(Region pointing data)
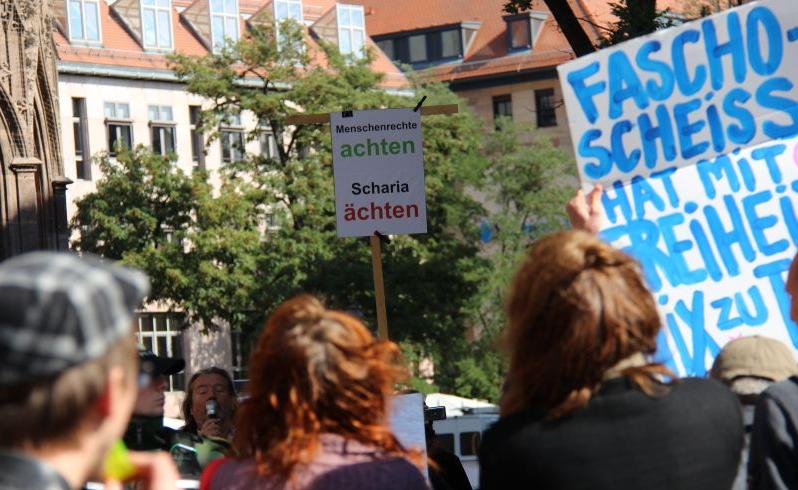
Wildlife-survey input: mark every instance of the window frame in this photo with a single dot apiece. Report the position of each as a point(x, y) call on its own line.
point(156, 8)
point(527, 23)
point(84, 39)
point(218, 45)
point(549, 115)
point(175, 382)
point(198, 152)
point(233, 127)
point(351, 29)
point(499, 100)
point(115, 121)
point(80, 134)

* _Prompt_
Write out the data again word for word, minus any images.

* _Answer to this task_
Wildlife-survey input: mark every instance of the window frame in this photo with a single dot apiece. Report the position of each as a point(x, y) call on its own line.
point(156, 8)
point(527, 23)
point(84, 39)
point(218, 45)
point(549, 115)
point(175, 382)
point(198, 152)
point(233, 127)
point(351, 29)
point(499, 100)
point(115, 121)
point(80, 134)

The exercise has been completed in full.